Vous n'êtes pas convaincus par ces mots ? Ce ne sont, dites-vous, que des mots, et vous avez appris à vous en méfier dès que vous avez expérimenté qu'ils peuvent blesser quand ils ne savent combler. C'est vrai : il y a de quoi se méfier des paroles, parfois, car elles peuvent mentir. Mais ne vous méfiez jamais des odeurs : il n'y a pas de tromperie possible, il n'y a pas même de barrière linguistique au langage des odeurs... celle des croissants, ce matin, de la couche encore tiède; et du repas, tout à l'heure, de l'apéro, de l'amitié. L'odeur d'une chevelure, l'odeur du bonheur. Vous savez bien les reconnaître, n'est-ce pas, ces parfums de la vie ?

Et l'odeur de la poudre, aussi, qui se dégage des titres de votre quotidien, ce matin, l'odeur grise des caves humides, celle de l'intolérance, ne parlent-elles à personne, celles-là ? Et l'odeur du café froid au fond de cette tasse, seule, dans votre évier, vous savez ce qu'elle raconte; l'odeur aigre de la solitude, l'odeur froide du lundi matin, le parfum frais des jours de marché; l'odeur de la mort, celle de l'amour; celle de la haine qui mouille la peau, celle de l'effort; celle de la peur; d'une si ardente attente qu'elle vous assèche la bouche.

Oui, le langage des odeurs, vous connaissez ! Et vous savez reconnaître, sans les confondre, les émotions, les accidents, les joies et les histoires que ces parfums racontent. Alors, écoutez l'histoire de Zacharie, en ce premier dimanche de l'Avent; écoutez-la à cause de ses odeurs et de ses parfums particuliers. Parmi lesquels vous reconnaîtrez peut-être ceux qui vous parlent de votre parfum, de votre histoire à vous.

Zacharie est un homme plus très jeune. Qu'est-ce qu'être vieux, au temps de Zacharie ? Avoir cinquante, ou soixante-dix ans...? C'est un prêtre. Et ce qu'il fait là, dans le temple, à l'abri des regards, il le fait régulièrement, soigneusement, chaque fois que c'est son tour de le faire; depuis longtemps. Comme d'autres, du même groupe de prêtres que lui; après beaucoup, beaucoup d'autres prêtres avant lui : depuis Aaron, au temps de Moïse. Ce qui fait une grande tradition, et pour lui, toute une vie de fidélité : envers Dieu et envers son peuple. Et aussi envers Elisabeth, sa femme.

== JEU DE DONNÉES ==
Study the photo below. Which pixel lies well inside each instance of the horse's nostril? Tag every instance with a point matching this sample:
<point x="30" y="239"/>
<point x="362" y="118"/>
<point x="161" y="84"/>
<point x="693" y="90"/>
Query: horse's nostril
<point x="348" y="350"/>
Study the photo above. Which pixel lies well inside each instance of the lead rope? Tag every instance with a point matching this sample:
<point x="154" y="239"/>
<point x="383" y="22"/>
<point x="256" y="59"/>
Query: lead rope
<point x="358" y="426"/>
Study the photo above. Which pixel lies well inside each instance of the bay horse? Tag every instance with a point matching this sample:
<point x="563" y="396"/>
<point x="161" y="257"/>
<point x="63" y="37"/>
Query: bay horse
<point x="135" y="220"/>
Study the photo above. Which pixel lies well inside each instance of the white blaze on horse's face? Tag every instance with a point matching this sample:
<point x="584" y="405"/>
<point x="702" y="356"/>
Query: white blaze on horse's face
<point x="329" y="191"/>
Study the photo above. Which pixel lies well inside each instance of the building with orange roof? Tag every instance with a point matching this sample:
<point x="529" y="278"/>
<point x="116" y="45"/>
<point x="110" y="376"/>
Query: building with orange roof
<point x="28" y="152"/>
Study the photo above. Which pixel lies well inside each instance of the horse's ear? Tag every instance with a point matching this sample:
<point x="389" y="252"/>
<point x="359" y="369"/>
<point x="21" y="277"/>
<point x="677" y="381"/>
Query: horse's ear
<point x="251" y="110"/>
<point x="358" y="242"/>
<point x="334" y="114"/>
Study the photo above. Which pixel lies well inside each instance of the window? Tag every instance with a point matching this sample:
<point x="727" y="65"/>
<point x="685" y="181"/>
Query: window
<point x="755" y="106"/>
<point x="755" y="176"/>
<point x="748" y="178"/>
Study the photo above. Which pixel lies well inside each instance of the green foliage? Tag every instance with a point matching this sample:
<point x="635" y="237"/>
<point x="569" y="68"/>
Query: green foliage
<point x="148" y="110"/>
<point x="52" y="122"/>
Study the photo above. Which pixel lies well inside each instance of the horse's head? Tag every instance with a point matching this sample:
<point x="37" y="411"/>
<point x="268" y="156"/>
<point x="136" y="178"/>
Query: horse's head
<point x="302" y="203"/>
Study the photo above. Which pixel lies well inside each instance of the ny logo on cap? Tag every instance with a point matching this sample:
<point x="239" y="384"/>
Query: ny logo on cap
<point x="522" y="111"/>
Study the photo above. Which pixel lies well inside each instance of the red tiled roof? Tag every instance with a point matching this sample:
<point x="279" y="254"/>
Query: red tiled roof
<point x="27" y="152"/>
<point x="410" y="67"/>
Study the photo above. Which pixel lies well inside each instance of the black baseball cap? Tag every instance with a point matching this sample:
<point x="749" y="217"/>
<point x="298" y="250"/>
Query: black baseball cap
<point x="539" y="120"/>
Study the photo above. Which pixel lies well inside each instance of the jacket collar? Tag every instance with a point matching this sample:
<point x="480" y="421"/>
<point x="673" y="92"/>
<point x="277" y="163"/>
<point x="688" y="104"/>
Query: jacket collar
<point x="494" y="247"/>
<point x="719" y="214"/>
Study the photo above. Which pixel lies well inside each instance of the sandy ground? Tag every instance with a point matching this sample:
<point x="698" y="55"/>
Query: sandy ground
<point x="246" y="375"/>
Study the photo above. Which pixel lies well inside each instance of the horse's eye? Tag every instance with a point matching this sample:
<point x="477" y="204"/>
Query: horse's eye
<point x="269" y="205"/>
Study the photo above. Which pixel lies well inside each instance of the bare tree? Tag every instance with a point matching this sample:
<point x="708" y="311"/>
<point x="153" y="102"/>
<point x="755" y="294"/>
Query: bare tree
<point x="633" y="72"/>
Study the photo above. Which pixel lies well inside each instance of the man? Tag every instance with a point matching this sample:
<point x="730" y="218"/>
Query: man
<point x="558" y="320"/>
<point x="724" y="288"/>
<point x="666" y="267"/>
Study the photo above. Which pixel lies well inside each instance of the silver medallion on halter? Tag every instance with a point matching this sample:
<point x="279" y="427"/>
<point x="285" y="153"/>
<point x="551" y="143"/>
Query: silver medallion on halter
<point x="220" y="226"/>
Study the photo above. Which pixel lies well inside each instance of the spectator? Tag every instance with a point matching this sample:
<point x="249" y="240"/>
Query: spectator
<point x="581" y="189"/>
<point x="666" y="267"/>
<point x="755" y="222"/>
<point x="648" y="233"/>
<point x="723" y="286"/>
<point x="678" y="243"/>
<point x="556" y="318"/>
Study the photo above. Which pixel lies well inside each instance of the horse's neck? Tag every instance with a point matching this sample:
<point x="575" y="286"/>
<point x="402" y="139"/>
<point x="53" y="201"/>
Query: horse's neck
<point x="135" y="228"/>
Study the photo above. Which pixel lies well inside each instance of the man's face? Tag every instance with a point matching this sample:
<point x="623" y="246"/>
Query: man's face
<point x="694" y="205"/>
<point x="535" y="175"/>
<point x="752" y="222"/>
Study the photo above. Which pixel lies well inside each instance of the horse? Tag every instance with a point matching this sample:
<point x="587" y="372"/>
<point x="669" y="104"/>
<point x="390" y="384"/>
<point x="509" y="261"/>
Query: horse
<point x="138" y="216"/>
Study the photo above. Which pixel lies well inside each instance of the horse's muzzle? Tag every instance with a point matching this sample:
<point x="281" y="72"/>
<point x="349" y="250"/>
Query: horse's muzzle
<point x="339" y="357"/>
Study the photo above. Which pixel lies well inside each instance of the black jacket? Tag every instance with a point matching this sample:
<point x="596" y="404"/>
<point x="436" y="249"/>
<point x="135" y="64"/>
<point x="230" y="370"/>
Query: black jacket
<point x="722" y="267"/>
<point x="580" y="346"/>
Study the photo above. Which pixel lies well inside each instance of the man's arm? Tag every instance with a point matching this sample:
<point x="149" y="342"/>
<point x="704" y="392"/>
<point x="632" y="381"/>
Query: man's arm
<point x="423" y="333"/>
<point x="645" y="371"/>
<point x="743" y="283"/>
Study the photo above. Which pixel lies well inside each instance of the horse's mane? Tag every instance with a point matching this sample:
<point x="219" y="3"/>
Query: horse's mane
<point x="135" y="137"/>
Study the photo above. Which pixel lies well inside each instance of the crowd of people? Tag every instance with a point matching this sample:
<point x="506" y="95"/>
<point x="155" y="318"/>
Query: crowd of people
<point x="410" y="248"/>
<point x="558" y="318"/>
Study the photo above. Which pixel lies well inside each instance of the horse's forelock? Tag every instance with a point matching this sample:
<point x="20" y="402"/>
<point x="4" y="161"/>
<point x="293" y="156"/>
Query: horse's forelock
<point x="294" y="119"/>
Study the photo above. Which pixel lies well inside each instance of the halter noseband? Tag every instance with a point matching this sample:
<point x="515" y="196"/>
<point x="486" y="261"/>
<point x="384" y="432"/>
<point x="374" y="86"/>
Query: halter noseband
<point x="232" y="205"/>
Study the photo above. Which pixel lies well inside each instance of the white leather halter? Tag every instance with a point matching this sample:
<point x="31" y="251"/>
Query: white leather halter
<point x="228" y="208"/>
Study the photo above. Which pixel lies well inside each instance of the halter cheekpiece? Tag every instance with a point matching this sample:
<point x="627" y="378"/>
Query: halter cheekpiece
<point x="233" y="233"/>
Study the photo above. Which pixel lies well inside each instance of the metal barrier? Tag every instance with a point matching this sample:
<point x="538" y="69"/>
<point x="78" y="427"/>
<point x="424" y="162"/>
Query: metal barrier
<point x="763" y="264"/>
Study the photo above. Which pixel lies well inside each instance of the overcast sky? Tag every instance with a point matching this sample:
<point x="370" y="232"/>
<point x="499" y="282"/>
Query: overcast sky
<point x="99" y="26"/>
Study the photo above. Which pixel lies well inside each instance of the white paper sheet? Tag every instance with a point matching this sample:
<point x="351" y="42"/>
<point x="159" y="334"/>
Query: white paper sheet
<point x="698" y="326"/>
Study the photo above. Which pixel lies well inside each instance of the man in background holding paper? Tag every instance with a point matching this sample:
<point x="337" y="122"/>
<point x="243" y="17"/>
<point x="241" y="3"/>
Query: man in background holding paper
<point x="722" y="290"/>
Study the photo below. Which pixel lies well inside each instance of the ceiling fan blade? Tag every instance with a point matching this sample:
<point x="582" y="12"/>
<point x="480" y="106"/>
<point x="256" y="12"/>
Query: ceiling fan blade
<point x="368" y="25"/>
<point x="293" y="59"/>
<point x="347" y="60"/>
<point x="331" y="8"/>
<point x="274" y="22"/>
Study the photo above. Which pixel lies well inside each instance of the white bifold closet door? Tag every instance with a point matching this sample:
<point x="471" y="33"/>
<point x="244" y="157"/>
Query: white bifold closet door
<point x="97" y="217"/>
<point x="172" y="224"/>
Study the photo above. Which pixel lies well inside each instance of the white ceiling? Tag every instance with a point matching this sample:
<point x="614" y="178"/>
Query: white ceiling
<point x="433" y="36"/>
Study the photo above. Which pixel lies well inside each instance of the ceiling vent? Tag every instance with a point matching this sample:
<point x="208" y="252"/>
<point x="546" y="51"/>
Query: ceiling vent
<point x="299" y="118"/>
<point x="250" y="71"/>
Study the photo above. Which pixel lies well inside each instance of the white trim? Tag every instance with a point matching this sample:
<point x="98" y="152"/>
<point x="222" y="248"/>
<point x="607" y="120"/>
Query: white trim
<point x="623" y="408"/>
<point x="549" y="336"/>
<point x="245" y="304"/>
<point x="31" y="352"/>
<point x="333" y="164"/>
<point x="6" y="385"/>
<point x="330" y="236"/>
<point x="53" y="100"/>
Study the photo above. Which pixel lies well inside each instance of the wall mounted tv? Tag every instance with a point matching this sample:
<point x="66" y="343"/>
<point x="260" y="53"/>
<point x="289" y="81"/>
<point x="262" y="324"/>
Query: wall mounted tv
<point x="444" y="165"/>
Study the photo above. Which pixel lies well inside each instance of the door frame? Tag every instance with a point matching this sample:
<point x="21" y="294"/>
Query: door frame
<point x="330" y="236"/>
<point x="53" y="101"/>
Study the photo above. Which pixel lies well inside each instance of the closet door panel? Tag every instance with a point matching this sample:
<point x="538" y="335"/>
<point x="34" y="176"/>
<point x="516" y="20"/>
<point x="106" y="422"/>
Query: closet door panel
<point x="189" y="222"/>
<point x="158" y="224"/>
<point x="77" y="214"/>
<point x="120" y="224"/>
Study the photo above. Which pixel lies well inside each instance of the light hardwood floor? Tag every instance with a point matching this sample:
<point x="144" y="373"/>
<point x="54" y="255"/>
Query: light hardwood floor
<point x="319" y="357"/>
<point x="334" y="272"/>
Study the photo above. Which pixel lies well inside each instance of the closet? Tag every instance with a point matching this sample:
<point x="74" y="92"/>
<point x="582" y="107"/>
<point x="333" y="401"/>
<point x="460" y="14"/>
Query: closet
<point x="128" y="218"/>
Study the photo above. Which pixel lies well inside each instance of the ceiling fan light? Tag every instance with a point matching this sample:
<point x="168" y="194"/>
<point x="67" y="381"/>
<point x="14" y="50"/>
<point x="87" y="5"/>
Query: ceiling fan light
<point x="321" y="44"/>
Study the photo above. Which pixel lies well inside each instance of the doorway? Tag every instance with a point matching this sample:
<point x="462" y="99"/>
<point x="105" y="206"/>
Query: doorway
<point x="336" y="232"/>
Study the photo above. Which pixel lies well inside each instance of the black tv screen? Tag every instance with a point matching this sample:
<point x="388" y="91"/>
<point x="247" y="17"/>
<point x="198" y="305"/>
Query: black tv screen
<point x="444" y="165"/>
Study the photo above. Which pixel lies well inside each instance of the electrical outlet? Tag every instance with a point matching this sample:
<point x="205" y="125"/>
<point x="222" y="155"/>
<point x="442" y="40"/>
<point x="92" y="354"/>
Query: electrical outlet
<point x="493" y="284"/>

== ACTIONS DEMANDÉES ==
1 > D'après le passage extrait, quel est le métier de Zacharie ?
2 > Combien de lignes de la liste contiennent la chaîne « below », en respectant la casse ? Indiquez seulement ce nombre.
Le passage extrait et la liste sont deux documents sans rapport l'un avec l'autre.

== RÉPONSES PAR CONSIGNE ==
1 > Zacharie est prêtre.

2 > 2